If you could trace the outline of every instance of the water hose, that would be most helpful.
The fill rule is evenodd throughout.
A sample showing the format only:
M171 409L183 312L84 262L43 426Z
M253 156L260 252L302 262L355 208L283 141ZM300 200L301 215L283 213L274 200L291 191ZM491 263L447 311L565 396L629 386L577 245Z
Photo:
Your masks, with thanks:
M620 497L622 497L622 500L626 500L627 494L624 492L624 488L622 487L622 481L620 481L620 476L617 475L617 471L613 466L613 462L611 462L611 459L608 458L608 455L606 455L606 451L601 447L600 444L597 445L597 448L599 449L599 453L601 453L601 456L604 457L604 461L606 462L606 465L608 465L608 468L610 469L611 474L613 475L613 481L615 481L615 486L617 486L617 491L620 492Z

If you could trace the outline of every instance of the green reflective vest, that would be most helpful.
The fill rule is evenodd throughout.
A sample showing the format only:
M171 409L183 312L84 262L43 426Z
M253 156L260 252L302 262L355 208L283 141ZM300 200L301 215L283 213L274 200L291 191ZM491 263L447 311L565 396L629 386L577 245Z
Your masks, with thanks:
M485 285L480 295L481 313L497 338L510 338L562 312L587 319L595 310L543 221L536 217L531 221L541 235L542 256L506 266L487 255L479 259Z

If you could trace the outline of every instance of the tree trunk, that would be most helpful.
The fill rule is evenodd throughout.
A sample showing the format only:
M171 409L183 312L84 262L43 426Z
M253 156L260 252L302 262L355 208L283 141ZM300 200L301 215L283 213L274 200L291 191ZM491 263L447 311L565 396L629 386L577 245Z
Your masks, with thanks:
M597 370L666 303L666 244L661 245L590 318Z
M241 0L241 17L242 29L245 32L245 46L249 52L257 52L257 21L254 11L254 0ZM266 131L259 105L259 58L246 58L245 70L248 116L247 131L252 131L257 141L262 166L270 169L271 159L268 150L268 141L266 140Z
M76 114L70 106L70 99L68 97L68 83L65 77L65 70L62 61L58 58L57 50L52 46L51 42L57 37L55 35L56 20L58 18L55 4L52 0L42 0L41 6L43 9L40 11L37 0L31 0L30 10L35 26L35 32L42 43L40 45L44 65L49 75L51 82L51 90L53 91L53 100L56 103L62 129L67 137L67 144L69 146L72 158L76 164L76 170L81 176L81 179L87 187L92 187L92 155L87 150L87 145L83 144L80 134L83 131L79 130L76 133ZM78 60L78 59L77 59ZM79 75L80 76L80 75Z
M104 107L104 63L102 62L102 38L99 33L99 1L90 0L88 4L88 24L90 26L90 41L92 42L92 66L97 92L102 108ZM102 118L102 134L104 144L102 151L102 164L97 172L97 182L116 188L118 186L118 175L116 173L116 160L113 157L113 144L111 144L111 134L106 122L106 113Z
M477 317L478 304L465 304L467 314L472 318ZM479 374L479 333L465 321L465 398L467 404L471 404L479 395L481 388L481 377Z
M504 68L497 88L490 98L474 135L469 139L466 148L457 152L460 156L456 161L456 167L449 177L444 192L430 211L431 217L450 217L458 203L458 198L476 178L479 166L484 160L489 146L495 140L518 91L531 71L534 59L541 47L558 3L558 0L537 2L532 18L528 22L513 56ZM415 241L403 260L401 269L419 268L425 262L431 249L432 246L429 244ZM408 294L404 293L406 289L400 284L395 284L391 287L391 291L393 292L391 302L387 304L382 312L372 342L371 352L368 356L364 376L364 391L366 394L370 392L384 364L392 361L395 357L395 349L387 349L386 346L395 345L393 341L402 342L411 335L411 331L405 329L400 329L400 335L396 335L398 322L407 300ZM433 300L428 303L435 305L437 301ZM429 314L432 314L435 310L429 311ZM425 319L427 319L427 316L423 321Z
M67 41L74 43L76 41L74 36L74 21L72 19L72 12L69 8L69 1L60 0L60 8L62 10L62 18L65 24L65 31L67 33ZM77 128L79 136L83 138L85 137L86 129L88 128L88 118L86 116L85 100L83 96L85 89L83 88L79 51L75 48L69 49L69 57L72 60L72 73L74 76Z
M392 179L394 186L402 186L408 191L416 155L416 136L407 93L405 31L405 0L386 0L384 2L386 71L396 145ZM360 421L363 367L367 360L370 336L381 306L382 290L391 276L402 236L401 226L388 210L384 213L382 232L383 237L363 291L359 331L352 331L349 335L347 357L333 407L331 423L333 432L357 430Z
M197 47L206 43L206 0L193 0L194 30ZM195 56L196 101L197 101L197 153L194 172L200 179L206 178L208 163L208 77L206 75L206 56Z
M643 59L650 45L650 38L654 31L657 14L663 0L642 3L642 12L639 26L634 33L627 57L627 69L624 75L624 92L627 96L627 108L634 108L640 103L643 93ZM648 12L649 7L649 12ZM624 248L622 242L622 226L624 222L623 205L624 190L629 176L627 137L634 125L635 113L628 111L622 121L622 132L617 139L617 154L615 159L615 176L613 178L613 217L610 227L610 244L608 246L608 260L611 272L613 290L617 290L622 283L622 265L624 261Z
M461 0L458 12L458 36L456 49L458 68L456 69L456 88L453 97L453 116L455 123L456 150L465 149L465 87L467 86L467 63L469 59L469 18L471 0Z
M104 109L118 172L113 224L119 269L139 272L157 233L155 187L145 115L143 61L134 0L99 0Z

__Your objective__
Line by line, repeat the material precisely.

__Solved problem__
If you could trace the outline of every instance of the water hose, that would be most helpful.
The fill rule is evenodd throughout.
A sample showing the format only:
M171 409L183 312L84 262L43 426Z
M253 156L260 252L302 262L355 208L283 141ZM300 200L301 215L283 213L274 200L291 191ZM491 263L447 311L565 396L629 386L577 245Z
Photo:
Your masks, with thanks:
M620 497L622 497L622 500L626 500L627 494L624 492L624 488L622 487L622 481L620 481L620 476L617 475L617 471L613 466L613 462L611 462L611 459L608 458L608 455L606 455L606 451L601 447L600 444L597 445L597 448L599 449L599 453L601 453L601 456L604 457L604 461L606 462L606 465L608 465L608 468L610 469L611 474L613 475L613 481L615 481L615 486L617 486L617 491L620 492Z

If you could trace the outline of every instance of the green reflective vest, that would be most helpful.
The fill rule is evenodd throughout.
A sample showing the format only:
M171 409L183 312L84 262L43 426Z
M253 156L260 252L302 262L355 208L283 141ZM300 200L301 215L283 213L274 200L291 191ZM491 263L447 311L565 396L629 386L577 245Z
Your masks, with thanks:
M485 285L480 295L481 313L497 338L510 338L562 312L587 319L595 310L543 221L536 217L531 221L541 235L542 256L506 266L487 255L479 259Z

If you could trace the outline of every instance of the tree trunk, that would be most helpful.
The fill rule is evenodd throughout.
A sample showing the format only:
M171 409L183 312L84 262L43 426Z
M253 156L260 252L302 262L355 208L283 141ZM300 200L301 215L283 213L274 200L291 191ZM491 263L447 311L565 396L629 386L577 245Z
Your masks, with thanks:
M597 370L666 303L666 244L661 245L590 318Z
M241 0L241 17L242 29L245 32L245 46L249 52L257 52L257 21L254 11L254 0ZM266 131L259 105L259 58L246 58L245 70L248 116L247 131L252 131L257 141L262 166L270 169L271 159L268 150L268 141L266 140Z
M76 114L70 106L70 99L68 97L68 83L65 77L65 70L62 61L58 58L57 50L52 46L51 42L57 37L55 35L56 20L58 18L55 4L52 0L42 0L41 6L43 9L40 11L37 0L31 0L30 10L35 26L35 32L42 43L40 45L44 65L49 75L51 82L51 90L53 91L53 100L56 103L62 129L67 137L67 144L69 146L72 158L76 164L76 170L81 176L81 179L87 187L92 187L92 155L87 150L87 145L83 144L80 134L83 131L79 130L76 133ZM78 60L78 59L77 59ZM79 75L80 76L80 75Z
M104 107L104 63L102 62L102 38L99 33L99 1L90 0L88 4L88 24L90 26L90 41L92 42L92 66L97 92L102 108ZM102 118L102 134L104 144L102 151L102 164L97 172L97 182L116 188L118 186L118 175L116 173L116 160L113 157L113 144L111 144L111 134L106 122L106 113Z
M477 317L478 304L465 304L467 314L472 318ZM479 374L479 333L465 321L465 398L467 404L471 404L479 395L481 388L481 377Z
M504 68L497 88L490 98L474 135L469 139L466 148L457 152L460 156L456 161L456 167L449 177L444 192L430 211L431 217L450 217L458 203L458 198L476 178L479 166L484 160L489 146L495 140L518 91L531 71L534 59L541 47L558 3L558 0L537 2L532 18L528 22L513 56ZM415 241L403 260L401 269L419 268L425 262L431 249L432 246L429 244ZM408 294L404 293L406 289L400 284L395 284L391 287L391 291L393 292L391 302L387 304L382 312L372 342L371 352L368 356L364 376L364 391L366 394L370 392L384 364L392 361L395 357L395 349L387 349L386 346L395 345L393 341L402 342L411 335L411 331L405 329L400 329L400 335L396 335L398 322L407 300ZM433 300L428 303L435 305L437 301ZM429 314L432 314L435 310L429 311ZM425 319L427 319L427 316L423 321Z
M67 41L74 43L76 41L74 36L74 21L72 19L72 12L69 8L69 1L60 0L60 8L62 10L62 18L65 24L65 31L67 33ZM77 128L79 136L83 138L85 137L86 129L88 128L88 118L86 116L85 100L83 96L85 89L83 88L79 51L75 48L69 49L69 57L72 60L72 73L74 76Z
M392 179L394 186L402 186L408 191L416 155L416 136L407 93L405 31L405 0L386 0L384 2L386 71L396 145ZM360 421L363 367L367 360L370 336L381 306L382 290L391 276L402 236L401 226L388 210L384 213L382 232L383 237L363 291L359 331L352 331L349 335L347 357L333 407L331 423L333 432L357 430Z
M197 47L206 43L206 0L193 0L194 30ZM195 56L196 101L197 101L197 153L194 172L200 179L206 178L208 163L208 77L206 75L206 56Z
M643 59L650 45L650 38L654 31L657 14L663 0L642 3L642 12L639 26L634 33L627 57L627 69L624 75L624 92L627 96L627 108L634 108L640 103L643 93ZM648 12L649 7L649 12ZM624 248L622 242L622 226L624 222L623 205L624 190L629 176L627 137L634 125L635 113L628 111L622 121L622 132L617 139L617 154L615 159L615 176L613 178L613 217L610 227L610 244L608 246L608 260L611 272L613 290L617 290L622 283L622 265L624 261Z
M461 0L458 12L458 36L456 49L458 68L456 69L456 88L453 97L453 116L455 123L456 150L465 149L465 87L467 86L467 63L469 59L469 18L471 0Z
M104 109L118 172L113 224L119 269L139 272L157 233L155 187L145 115L143 61L134 0L99 0Z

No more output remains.